• Goal of the exercise: Can you reproduce the material below line for line, changing nothing?

[Dataset items]
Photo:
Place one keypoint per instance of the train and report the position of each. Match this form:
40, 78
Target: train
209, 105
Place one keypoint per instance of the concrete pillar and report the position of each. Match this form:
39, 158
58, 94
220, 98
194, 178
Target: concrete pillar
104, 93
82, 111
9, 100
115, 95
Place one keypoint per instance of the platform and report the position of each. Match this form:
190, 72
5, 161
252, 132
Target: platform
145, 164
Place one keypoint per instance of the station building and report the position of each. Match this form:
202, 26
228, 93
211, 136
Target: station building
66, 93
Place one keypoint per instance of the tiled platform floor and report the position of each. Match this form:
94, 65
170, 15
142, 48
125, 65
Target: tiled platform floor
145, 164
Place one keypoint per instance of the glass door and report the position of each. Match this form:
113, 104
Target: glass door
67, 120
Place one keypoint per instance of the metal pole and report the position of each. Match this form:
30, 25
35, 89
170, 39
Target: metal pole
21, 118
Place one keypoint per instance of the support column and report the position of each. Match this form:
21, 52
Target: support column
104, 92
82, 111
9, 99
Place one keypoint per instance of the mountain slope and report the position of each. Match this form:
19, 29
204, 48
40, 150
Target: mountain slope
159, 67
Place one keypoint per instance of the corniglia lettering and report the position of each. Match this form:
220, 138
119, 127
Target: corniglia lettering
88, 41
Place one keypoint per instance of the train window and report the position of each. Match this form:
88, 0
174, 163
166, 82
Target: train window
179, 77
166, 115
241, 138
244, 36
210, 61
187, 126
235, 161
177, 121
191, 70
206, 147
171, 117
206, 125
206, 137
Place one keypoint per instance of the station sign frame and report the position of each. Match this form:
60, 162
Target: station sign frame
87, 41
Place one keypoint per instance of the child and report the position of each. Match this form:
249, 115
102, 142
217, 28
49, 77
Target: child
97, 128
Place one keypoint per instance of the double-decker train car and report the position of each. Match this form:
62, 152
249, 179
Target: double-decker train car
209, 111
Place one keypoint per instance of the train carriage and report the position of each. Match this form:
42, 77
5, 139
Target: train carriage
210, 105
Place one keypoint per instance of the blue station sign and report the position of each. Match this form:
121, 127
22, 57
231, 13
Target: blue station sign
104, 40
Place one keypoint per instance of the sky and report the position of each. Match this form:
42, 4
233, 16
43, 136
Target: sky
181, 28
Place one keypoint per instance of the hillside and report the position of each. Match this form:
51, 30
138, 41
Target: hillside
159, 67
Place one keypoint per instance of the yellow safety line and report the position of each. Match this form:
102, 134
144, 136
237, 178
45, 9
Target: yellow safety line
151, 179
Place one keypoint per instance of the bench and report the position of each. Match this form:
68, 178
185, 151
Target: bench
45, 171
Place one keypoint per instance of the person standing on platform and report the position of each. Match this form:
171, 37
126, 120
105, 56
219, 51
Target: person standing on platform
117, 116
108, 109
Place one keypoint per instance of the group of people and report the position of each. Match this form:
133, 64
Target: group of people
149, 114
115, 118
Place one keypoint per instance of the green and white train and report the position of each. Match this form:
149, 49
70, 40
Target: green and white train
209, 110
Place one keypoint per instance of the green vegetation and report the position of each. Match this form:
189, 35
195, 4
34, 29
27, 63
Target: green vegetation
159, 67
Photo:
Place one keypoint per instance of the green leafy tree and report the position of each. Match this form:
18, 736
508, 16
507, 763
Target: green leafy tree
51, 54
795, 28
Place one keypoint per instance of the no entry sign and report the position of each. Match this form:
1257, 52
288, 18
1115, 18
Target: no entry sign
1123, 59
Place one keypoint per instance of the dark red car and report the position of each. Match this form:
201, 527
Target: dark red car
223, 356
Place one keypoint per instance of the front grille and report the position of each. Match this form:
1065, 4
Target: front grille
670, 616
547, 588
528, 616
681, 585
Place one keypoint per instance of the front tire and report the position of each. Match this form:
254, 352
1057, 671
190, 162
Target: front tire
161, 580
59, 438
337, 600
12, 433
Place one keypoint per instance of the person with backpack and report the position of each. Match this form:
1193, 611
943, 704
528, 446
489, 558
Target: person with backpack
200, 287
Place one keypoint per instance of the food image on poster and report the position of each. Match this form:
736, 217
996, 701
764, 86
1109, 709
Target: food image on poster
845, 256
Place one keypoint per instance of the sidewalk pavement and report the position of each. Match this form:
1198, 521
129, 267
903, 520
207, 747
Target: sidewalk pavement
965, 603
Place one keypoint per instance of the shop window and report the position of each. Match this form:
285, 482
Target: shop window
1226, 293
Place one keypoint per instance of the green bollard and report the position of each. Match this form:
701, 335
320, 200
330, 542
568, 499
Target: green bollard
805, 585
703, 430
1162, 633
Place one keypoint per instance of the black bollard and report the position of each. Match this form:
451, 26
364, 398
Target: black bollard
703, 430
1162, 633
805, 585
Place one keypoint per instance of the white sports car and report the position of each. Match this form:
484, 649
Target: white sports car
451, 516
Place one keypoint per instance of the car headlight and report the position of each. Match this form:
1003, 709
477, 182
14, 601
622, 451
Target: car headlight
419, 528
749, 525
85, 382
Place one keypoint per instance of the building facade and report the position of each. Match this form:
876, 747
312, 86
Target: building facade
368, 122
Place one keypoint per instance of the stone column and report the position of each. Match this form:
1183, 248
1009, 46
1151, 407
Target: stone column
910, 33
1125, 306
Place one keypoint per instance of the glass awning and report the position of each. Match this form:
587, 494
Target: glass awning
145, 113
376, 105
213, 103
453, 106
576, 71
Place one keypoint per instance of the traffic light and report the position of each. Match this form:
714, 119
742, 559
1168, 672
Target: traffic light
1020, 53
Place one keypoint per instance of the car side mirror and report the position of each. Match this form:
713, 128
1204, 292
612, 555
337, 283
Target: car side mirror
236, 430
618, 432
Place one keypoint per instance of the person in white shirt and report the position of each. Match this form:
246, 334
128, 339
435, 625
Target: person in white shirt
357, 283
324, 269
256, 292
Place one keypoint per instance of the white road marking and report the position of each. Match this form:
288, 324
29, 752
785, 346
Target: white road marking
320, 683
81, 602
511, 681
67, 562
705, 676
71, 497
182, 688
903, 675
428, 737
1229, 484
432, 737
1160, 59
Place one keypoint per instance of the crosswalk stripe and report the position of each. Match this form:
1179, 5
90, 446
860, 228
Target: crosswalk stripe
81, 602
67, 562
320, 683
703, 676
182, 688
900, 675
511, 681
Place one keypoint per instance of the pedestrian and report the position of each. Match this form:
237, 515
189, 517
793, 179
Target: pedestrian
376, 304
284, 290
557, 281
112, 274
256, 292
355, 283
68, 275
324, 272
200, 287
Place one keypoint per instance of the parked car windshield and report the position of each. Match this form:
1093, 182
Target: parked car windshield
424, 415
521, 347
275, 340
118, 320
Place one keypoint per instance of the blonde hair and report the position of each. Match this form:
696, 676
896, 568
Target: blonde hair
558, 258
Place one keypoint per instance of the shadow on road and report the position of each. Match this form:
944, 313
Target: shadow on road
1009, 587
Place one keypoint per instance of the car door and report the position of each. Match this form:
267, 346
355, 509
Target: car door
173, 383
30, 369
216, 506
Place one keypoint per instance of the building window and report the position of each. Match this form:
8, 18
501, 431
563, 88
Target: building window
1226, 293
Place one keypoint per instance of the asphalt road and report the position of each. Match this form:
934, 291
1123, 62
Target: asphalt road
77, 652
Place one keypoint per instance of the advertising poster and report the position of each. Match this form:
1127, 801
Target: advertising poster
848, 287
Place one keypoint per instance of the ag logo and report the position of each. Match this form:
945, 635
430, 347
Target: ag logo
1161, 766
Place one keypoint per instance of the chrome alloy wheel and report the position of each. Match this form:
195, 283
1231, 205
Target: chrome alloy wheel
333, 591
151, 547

• Final result:
Photo:
Place one keypoint per instance of the train and report the position of each. Match this form:
40, 78
Target: train
209, 105
Place one keypoint per instance of the concrete pillar and report the position of each. Match this form:
39, 158
58, 94
220, 98
194, 178
Target: concrete pillar
104, 93
82, 111
9, 100
115, 95
Place one keypoint per instance of the platform and report the position of each. Match this form:
190, 72
5, 161
252, 132
Target: platform
145, 164
Place one keypoint per instance of the station building and report the position of each. Match this form:
202, 26
228, 93
211, 136
Target: station building
66, 93
Place one keypoint per instance of the tiled platform floor and report the position of each. Match this form:
94, 65
170, 15
142, 48
125, 65
Target: tiled platform floor
145, 164
Place one keypoint per instance of the glass door and report the position of each. Match this form:
113, 104
Target: glass door
67, 120
Place one keypoint per instance of the metal pole and report the position of each. Match this form:
30, 25
35, 89
170, 39
Target: metal pole
21, 118
Place one keypoint per instance of the support column and report the position of each. Match this form:
21, 52
Target: support column
104, 92
82, 111
9, 99
Place one keypoint per instance of the mountain slope and report the position of each. Match this form:
19, 29
204, 48
40, 150
Target: mountain slope
159, 67
Place one keypoint per instance of the corniglia lettering and report the position of each. Match this form:
220, 138
119, 127
Target: corniglia lettering
88, 41
Place one keypoint per instance of the train window and report the position of each. Match this form:
88, 0
174, 163
166, 82
Target: train window
179, 77
166, 115
241, 138
244, 36
210, 61
187, 126
235, 161
177, 121
191, 70
206, 147
171, 117
206, 125
206, 137
Place one keypoint per instance of the station sign frame and report the position of each. Match this form:
60, 162
Target: station sign frame
87, 41
Place one keypoint per instance of the child and report the position of each. Match this form:
249, 115
102, 142
217, 28
49, 77
Target: child
97, 128
Place one keypoint per instance of the double-decker train car and report the position of each. Match this form:
62, 152
249, 179
Target: double-decker train car
209, 111
Place one keypoint per instance of the train carriage and report the position of each. Match this form:
42, 77
5, 139
Target: train carriage
210, 105
Place one keypoint per instance of the blue station sign and report the position of each. Match this form:
121, 127
22, 57
231, 13
Target: blue station sign
104, 40
Place one keypoint per instance of the sky and report the position of each. Match this form:
42, 4
233, 16
43, 136
Target: sky
181, 28
Place one keypoint per instance of the hillside and report the position of each. Match this form:
51, 30
138, 41
Target: hillside
159, 67
Place one keypoint per instance of the yellow safety line and report the position of each. Match this form:
102, 134
144, 136
237, 178
45, 9
Target: yellow safety line
151, 179
Place one keypoint per instance of the bench and report the position of each. Match this form:
68, 178
185, 151
Target: bench
45, 171
Place one keypoint per instance of the person standing on platform and report the position of each. Match this form:
171, 37
126, 120
105, 56
219, 51
Target: person standing on platform
117, 116
108, 109
Place one keypoint per instance of the group of people and report the position of each. Match this form:
133, 64
Target: group of people
149, 114
115, 118
Place one keypoint per instance of the green and white train and report the position of each. Match this form:
149, 49
70, 40
Target: green and white train
209, 110
Place one keypoint per instance of the green vegetation and report the position of each. Match this form:
189, 35
195, 4
34, 29
27, 63
Target: green vegetation
159, 67
Photo:
Place one keypoint per instance of the green leafy tree and report the position of each. Match this form:
18, 736
508, 16
507, 763
Target: green leafy tree
51, 54
795, 28
Place one keypoint per instance of the no entry sign and report the position of each. Match this form:
1257, 52
288, 18
1115, 18
Target: no entry sign
1123, 59
Place one keypoint per instance of the dark red car and report the position of each. Match this form:
201, 527
Target: dark red car
223, 356
Place one keypoint per instance of the front grille and report the position of each. Match this form:
1065, 4
Target: front grille
670, 616
547, 588
528, 616
681, 585
Place one keypoint per instance of the front tire and report the position of each. Match this form:
254, 352
1057, 671
190, 162
Target: front tire
161, 580
59, 438
337, 600
12, 433
Place one keypoint per instance of the person with backpack and report the position of each. Match this form:
1193, 611
943, 704
528, 446
489, 558
Target: person with backpack
200, 287
Place one keypoint per instance of the food image on poster and report the position of each. Match this form:
736, 217
996, 701
764, 86
1109, 709
Target: food image on poster
845, 256
Place one keypoint per instance of the sidewalk pavement and report the position of each. Match this form:
1198, 521
129, 267
903, 520
207, 747
Target: sidewalk pavement
965, 603
Place one keypoint per instance of the shop window and report the position of each. Match this form:
285, 482
Target: shop window
1226, 293
Place one keypoint per instance of the green bollard and report the position of each. Match this form:
701, 335
320, 200
330, 542
568, 499
Target: green bollard
805, 585
703, 430
1162, 633
Place one keypoint per instance of the black bollard and report the position of each. Match this form:
451, 26
364, 398
Target: black bollard
703, 430
1162, 633
805, 585
Place one keypoint per instance of the white sports car and report the position of each. Match this form:
484, 649
Target: white sports car
451, 516
Place one keypoint per instance of the car headlight and report the position of each. Match this form:
1003, 709
477, 182
14, 601
622, 451
Target: car headlight
419, 528
749, 525
85, 382
Place one keypoint per instance of the building facade and report the position of each. Match this form:
876, 747
312, 86
Target: building facade
368, 122
Place one keypoint per instance of the stone column and report the position of each. Match this form:
1183, 248
1009, 46
1151, 407
Target: stone column
910, 33
1125, 306
Place one keypoint per instance of the glass awning and report the position of each. Match this form:
587, 494
Target: glass awning
145, 113
376, 105
213, 103
453, 106
576, 71
Place one keypoint per instance of the traffic light and report the position of each. Match this form:
714, 119
742, 559
1168, 672
Target: traffic light
1020, 53
Place one keypoint per instance of the car side mirror and report the position of each. Match this form:
713, 128
1204, 292
612, 555
337, 283
Target: car side mirror
236, 430
618, 432
Place one keypoint per instance of the person in white shirt and report the position of each. Match this form:
246, 334
128, 339
435, 625
Target: person in white shirt
357, 283
324, 269
256, 292
Place one keypoint per instance of the white road marking and report the position of each. Match this form:
288, 324
29, 752
785, 346
Target: white road marking
320, 683
81, 602
511, 681
67, 562
705, 676
71, 497
182, 688
903, 675
428, 737
1229, 484
432, 737
1160, 59
Place one keypoint per instance of the crosswalk stripe and report the position of each. Match this form:
1179, 5
90, 446
860, 228
Target: crosswalk stripe
81, 602
67, 562
320, 683
703, 676
182, 688
900, 675
511, 681
Place one keypoint per instance of the pedestrian and report the position of each. Match this form:
237, 515
189, 517
793, 179
Target: pedestrian
376, 304
284, 290
557, 281
112, 274
256, 292
355, 283
68, 275
324, 272
200, 287
Place one keypoint per instance of the parked car windshield and report the position of each. Match this form:
1093, 182
Target: parked car windshield
424, 415
521, 347
275, 340
118, 320
Place one keypoint per instance of the blonde hair and report the position of each. Match this form:
696, 676
896, 568
Target: blonde hair
558, 258
Place one keypoint per instance of the shadow on road and report the position of each. Match this form:
944, 313
Target: shadow on road
1009, 587
Place one keypoint per instance of the car door and report the position of each. Match this form:
267, 346
355, 509
Target: car door
173, 383
30, 369
216, 506
Place one keypoint per instance of the building window and report the position of each. Match this form:
8, 18
501, 431
563, 88
Target: building window
1226, 293
Place one keypoint per instance of the asphalt road and report the position of each. Match this form:
934, 291
1123, 62
Target: asphalt road
77, 652
Place one keypoint per instance of the advertising poster and report the position of each. Match this form:
1127, 801
Target: advertising poster
848, 287
Place one keypoint per instance of the ag logo and report the position of each. Match this form:
945, 635
430, 347
Target: ag logo
1161, 766
Place one keypoint per instance of the chrome alloy wheel and report the position of each. Match this form:
195, 283
1231, 205
Target: chrome alloy wheel
333, 591
151, 547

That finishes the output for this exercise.